Stated exercise. Recast the listing below as a numbered list with blank lines dropped, and leave the pictures out of your answer.

Dataset records.
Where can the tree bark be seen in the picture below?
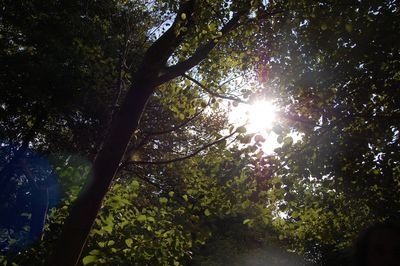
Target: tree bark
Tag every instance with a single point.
(84, 211)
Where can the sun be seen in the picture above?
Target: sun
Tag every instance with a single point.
(258, 117)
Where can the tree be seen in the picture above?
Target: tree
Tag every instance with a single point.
(58, 91)
(336, 71)
(153, 71)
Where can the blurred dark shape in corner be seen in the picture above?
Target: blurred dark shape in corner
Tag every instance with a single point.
(28, 190)
(378, 245)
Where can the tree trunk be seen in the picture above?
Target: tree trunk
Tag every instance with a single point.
(84, 211)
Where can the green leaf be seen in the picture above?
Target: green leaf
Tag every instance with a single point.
(129, 242)
(142, 218)
(163, 200)
(89, 259)
(246, 221)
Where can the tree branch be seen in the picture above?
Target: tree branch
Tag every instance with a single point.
(199, 55)
(232, 98)
(183, 157)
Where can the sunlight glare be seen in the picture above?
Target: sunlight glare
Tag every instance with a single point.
(258, 116)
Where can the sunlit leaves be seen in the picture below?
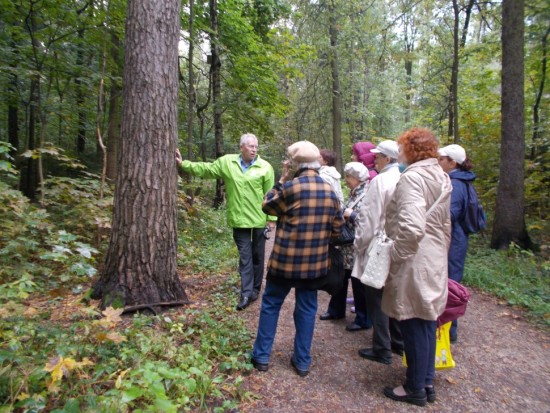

Written answer.
1. Where can the tree bark be seen in the picture below?
2. Target: tree bark
3. Tag every instance with a single point.
4. (84, 211)
5. Where can the sun be seen in the picture above?
6. Target: sun
7. Tag every instance with a single point.
8. (258, 117)
9. Where can the tree be seen in the picture above?
10. Target: tree
11. Tag every instance with a single point.
12. (58, 91)
13. (336, 71)
14. (153, 71)
15. Where can the blurred dark shape in corner be seen in the picture above?
16. Target: blurred dark shape in corner
17. Tag every instance with a single point.
18. (28, 190)
19. (378, 245)
20. Where can the tree trunk be seen in the picture above?
21. Target: tree trunk
22. Tag every instance with a single point.
23. (84, 211)
24. Where can the green leaf be seen in the picture above?
25. Target: green leaf
26. Tag every instance with a single point.
27. (129, 242)
28. (142, 218)
29. (163, 200)
30. (89, 259)
31. (246, 221)
32. Where can the tree branch be seen in the picture above?
33. Target: tree branch
34. Tag every instance with a single point.
35. (199, 55)
36. (232, 98)
37. (183, 157)
38. Where can the sunlight glare be seen in the picture above?
39. Target: sunlight glare
40. Tag every instance with a single point.
41. (258, 116)
42. Where can the sunlit leaves be seen in the picture below?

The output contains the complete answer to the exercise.